**What you will do**
1. According to the Xigris passage, in what year did the FDA approve Xigris?
2. Please explain, in one to three sentences and using the Xigris passage, why Eli Lilly hired a public relations firm.
3. Resume the Xigris passage, picking up after its final sentence.

[[ Excerpted text open ]]

Over the past few years, the emergency department treatment of septic patients has dramatically changed. Much of this is due to the implementation of early goal directed therapy which emphasizes aggressive fluid resuscitation, early antibiotic initiation, vasopressors, and transfusion as needed. Another innovation in the treatment of sepsis was the development of Xigris (recombinant human activated protein C or drotrecogin alfa) by Eli Lilly. This medication was approved with much controversy by the FDA in 2001 based on a single phase 3 randomized control study known as the PROWESS study, which showed overall survival benefits at 28 days with Xigris (Phase 3 studies compare the newer treatment or regimen with the pre-existing standard for treatment while phase 1 and 2 trials focus on the safety, kinetics, and dosages of the new treatment). The medication was approved in septic patients with minimum APACHE II scores of 25 or 2 sepsis induced organ dysfunction. There was, however, some controversy regarding the methodology of the study. Because of this, sales of Xigris did not meet expectations despite its approval. As a result Eli Lilly hired a public relations firm to develop a marketing strategy to improve sales.
In recent years there has been a drive to put evidence-based intervention into “bundles” which are used to develop a protocol for physicians to follow. While this practice has a measureable effect on patient outcomes, it may have some harmful effects as well. One such effect is that some pharmaceutical companies may use these guidelines to promote their own products. Another effect of bundles is that they make it very easy to develop pay-for-performance packages in which compensation is dependent on compliance with the entire bundle. In the authors’ opinion, Eli Lilly took advantage of such protocols to promote their drug Xigris in the sepsis protocol.

[[ Excerpted text closed ]]
[[ Source information open ]]

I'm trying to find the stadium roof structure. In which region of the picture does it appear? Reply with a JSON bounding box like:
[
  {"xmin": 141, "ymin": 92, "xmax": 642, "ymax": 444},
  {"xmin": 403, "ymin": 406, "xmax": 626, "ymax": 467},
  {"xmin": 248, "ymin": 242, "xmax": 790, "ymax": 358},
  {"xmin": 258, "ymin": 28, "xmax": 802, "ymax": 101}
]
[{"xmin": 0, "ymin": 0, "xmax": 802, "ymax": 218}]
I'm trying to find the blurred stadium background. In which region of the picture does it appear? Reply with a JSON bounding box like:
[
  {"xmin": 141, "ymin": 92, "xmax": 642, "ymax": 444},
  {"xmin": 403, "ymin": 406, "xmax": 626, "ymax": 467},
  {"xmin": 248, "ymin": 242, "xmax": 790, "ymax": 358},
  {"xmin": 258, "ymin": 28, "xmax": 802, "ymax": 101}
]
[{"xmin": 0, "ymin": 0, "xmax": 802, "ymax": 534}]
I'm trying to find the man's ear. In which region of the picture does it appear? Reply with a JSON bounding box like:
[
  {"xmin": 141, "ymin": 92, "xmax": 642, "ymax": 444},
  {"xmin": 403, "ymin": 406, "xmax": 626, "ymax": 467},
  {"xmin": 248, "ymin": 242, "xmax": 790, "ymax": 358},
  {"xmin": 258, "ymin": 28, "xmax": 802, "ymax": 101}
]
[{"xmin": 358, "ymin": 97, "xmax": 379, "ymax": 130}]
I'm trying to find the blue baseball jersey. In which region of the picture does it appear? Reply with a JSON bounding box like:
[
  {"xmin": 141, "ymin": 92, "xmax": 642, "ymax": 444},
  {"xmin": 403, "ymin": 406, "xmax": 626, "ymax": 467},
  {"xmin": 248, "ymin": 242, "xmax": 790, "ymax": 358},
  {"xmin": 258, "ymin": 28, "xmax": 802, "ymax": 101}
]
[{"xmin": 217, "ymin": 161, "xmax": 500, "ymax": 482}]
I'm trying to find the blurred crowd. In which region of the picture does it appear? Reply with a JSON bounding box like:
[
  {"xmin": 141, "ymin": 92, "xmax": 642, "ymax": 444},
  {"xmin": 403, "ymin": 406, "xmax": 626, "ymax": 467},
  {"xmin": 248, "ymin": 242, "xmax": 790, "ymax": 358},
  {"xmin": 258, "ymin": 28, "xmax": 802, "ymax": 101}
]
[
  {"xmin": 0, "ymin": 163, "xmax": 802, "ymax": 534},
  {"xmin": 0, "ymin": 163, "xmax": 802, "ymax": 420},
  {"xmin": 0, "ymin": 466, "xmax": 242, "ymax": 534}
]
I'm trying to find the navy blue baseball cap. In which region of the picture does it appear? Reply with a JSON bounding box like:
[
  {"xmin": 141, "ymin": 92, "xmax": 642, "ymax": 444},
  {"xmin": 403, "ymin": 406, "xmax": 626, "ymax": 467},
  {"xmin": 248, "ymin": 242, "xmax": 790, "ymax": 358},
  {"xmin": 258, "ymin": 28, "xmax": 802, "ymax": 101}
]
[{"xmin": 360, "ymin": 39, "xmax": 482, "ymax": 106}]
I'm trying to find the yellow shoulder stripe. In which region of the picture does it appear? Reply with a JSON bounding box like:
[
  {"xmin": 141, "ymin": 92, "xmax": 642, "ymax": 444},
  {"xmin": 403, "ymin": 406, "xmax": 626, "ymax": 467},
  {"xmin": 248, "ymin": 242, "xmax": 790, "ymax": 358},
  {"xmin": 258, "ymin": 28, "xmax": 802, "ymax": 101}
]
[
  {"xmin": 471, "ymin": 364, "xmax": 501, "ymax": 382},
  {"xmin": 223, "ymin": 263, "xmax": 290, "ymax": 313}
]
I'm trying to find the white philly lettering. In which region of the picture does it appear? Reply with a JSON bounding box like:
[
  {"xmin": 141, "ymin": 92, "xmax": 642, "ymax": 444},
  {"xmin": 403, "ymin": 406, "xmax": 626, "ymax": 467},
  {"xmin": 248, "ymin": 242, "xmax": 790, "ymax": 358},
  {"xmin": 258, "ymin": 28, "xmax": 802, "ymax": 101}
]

[[ Source information closed ]]

**Written answers**
1. 2001.

2. There was controversy about the methodology of the PROWESS study, so sales of Xigris did not meet expectations even though the drug was approved. In response, Eli Lilly hired a public relations firm to develop a marketing strategy to improve sales.

3.
The marketing strategy consisted of “3 prongs” or phases. The first phase involved establishing a Surviving Sepsis Campaign to raise physicians and the medical media’s awareness of sepsis. Second, Eli Lilly heightened the demand for Xigris by spreading the word that it was being rationed because of its high cost and physicians were being forced to decide who would receive it, and in turn, survive. The company provided a $1.8 million grant to establish the Values, Ethics, and Rationing in Critical Care (VERICC) task force to address the ethics behind rationing a potentially life threatening drug such as Xigris. Eli Lilly also helped to fund the international panel of critical experts which gathered to develop the guidelines for management of sepsis which were published in Critical Care Medicine in 2004. Lastly the Surviving Sepsis campaign was established to promote treatment of sepsis. Lilly provided more than 90% of the funding for the first 2 phases of the campaign.
Even though many proponents will argue that despite their funding, Lilly did not influence the establishment of the sepsis guidelines, the fact that these recommendations are largely based on randomized controlled trials, automatically tends to favor newer treatments, such as Xigris, which need such trials for approval. Frequently already established practices such as antibiotics and fluid, are ranked less highly in such guidelines because they lack randomized controlled studies as established standards of care.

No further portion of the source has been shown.